TASK DETAILS:
Your task is to repeat the records exactly from the line containing "Need: one point per instance of the cornbread" onward, through the final line.

DATA TO PROCESS START

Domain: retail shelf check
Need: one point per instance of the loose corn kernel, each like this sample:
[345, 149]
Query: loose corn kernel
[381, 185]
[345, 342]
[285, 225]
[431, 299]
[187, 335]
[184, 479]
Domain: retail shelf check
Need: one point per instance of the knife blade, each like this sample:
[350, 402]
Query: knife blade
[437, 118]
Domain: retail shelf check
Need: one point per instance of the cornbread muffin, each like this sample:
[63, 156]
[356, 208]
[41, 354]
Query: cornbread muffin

DATA TO PROCESS END

EXERCISE ANSWER:
Need: one point per instance of the cornbread muffin, each like this sample:
[63, 156]
[356, 208]
[41, 354]
Query: cornbread muffin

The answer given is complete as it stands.